• What to do
Reproduce the whole listing, keeping each word unchanged.

(Source records Opens)

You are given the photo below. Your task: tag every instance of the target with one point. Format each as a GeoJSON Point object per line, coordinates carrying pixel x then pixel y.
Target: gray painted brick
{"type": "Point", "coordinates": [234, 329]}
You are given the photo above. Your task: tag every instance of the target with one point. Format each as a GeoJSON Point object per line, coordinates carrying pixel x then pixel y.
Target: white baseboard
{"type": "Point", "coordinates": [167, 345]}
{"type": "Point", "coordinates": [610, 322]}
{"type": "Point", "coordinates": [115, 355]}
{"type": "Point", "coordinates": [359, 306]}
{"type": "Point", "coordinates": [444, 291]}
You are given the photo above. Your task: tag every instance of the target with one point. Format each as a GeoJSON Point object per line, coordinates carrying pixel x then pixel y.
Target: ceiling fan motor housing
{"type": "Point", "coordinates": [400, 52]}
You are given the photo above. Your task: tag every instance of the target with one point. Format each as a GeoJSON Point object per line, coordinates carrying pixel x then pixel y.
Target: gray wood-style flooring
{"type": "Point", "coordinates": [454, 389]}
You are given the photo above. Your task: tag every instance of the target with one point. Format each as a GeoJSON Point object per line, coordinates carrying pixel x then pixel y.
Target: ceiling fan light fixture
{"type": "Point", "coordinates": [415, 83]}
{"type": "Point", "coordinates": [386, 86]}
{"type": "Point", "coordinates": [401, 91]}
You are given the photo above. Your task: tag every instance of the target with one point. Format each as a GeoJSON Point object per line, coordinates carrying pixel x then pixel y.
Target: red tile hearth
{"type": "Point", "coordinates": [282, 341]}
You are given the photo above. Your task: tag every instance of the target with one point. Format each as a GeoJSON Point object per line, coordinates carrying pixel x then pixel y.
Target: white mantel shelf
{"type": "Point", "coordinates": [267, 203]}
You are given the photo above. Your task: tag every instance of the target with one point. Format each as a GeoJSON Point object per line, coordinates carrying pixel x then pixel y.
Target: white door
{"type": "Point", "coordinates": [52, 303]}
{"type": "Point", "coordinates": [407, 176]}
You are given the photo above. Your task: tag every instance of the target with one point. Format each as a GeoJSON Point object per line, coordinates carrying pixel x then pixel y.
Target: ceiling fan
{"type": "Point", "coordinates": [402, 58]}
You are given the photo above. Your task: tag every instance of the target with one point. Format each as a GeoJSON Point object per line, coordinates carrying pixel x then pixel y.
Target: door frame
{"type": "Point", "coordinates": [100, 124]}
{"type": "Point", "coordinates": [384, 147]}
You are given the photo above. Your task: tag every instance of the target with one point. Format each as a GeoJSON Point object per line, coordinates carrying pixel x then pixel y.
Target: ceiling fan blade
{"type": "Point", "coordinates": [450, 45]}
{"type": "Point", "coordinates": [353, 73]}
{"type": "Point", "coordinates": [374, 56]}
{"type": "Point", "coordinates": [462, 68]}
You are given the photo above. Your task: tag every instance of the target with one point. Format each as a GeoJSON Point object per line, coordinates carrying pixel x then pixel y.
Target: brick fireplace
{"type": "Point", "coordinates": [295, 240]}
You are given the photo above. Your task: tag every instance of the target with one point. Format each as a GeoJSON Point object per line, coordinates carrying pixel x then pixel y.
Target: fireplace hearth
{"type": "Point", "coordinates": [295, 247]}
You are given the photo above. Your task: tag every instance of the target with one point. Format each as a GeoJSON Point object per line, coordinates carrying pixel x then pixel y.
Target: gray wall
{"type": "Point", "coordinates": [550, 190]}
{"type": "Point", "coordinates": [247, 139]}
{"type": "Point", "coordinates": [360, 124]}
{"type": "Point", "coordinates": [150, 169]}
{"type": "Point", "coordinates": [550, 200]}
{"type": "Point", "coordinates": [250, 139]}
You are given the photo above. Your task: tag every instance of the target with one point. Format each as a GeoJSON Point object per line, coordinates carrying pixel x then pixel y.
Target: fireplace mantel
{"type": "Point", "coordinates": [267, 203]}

(Source records Closes)

• Reply
You are given the photo below. Your task: tag every instance of the target with one point. Format each as a GeoJSON Point object per line, coordinates carrying pixel x then pixel y.
Target: gray painted brick
{"type": "Point", "coordinates": [234, 329]}
You are given the photo above. Your task: tag every instance of the target with one point. Format each as a GeoJSON Point object per line, coordinates carrying pixel x then pixel y.
Target: white baseboard
{"type": "Point", "coordinates": [167, 345]}
{"type": "Point", "coordinates": [610, 322]}
{"type": "Point", "coordinates": [115, 355]}
{"type": "Point", "coordinates": [359, 306]}
{"type": "Point", "coordinates": [444, 291]}
You are given the photo above. Your task: tag every instance of the target with one point. Format each as a GeoJSON Point object per line, coordinates carrying pixel x then pixel y.
Target: ceiling fan motor housing
{"type": "Point", "coordinates": [400, 52]}
You are given the photo above. Your task: tag every instance of the target with one point. Format each as a GeoJSON Point object per line, coordinates carrying pixel x then pixel y.
Target: gray wood-style flooring
{"type": "Point", "coordinates": [454, 389]}
You are given the photo above. Your task: tag every instance of the target with one point. Format each as a GeoJSON Point object per line, coordinates carrying pixel x then pixel y.
Target: ceiling fan light fixture
{"type": "Point", "coordinates": [415, 83]}
{"type": "Point", "coordinates": [386, 86]}
{"type": "Point", "coordinates": [401, 91]}
You are given the photo above. Your task: tag every instance of the target with one point. Format each as a GeoJSON Point object per line, coordinates carrying pixel x then pixel y.
Target: red tile hearth
{"type": "Point", "coordinates": [282, 341]}
You are given the photo above. Your task: tag every instance of the target with one point. Format each as a GeoJSON Point object per line, coordinates carrying pixel x then pixel y.
Target: white mantel shelf
{"type": "Point", "coordinates": [267, 203]}
You are given the photo above. Your task: tag every instance of the target with one point. Format each as a GeoJSON Point object per line, coordinates carrying pixel x then pixel y.
Target: white door
{"type": "Point", "coordinates": [52, 303]}
{"type": "Point", "coordinates": [407, 176]}
You are given the photo above. Your task: tag every instance of the target with one point. Format each as a GeoJSON Point object per line, coordinates carrying pixel x then pixel y.
Target: ceiling fan
{"type": "Point", "coordinates": [402, 58]}
You are given the photo above. Your task: tag every instance of the target with one point. Format each as a GeoJSON Point object per line, coordinates carrying pixel x then pixel y.
Target: door frame
{"type": "Point", "coordinates": [100, 124]}
{"type": "Point", "coordinates": [384, 147]}
You are given the photo above. Your task: tag every instance of the target with one point. Format each as a GeoJSON Point object per line, coordinates carrying pixel x then pixel y.
Target: ceiling fan blade
{"type": "Point", "coordinates": [450, 45]}
{"type": "Point", "coordinates": [353, 73]}
{"type": "Point", "coordinates": [374, 56]}
{"type": "Point", "coordinates": [462, 68]}
You are given the photo above. Your task: tag every instance of the target with one point. Format each as a GeoJSON Point object per line, coordinates carrying pixel x then pixel y.
Target: brick fireplace
{"type": "Point", "coordinates": [295, 240]}
You are given the photo above. Your task: tag every instance of the target with one point. Format each as a GeoJSON Point object per line, coordinates carrying pixel x then pixel y.
Target: fireplace hearth
{"type": "Point", "coordinates": [295, 247]}
You are given the photo above. Your task: tag every instance of the target with one point. Format each as a GeoJSON Point object per line, coordinates carrying pixel x then pixel y.
Target: gray wall
{"type": "Point", "coordinates": [550, 190]}
{"type": "Point", "coordinates": [247, 139]}
{"type": "Point", "coordinates": [360, 124]}
{"type": "Point", "coordinates": [150, 169]}
{"type": "Point", "coordinates": [550, 200]}
{"type": "Point", "coordinates": [250, 139]}
You are given the photo above. Your task: tag every instance of the target with one point. Format each as a GeoJSON Point object per line, coordinates carrying pixel x then pixel y.
Target: fireplace mantel
{"type": "Point", "coordinates": [267, 203]}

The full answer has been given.